* _Data rows_:
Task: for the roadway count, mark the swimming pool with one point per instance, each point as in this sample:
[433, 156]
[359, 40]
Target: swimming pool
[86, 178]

* _Given problem_:
All of the entries need to be reproduced exactly; please write them out.

* _The output_:
Task: for the roadway count, mark the swimming pool with one point per instance, each point as in this sample:
[433, 156]
[359, 40]
Target: swimming pool
[86, 178]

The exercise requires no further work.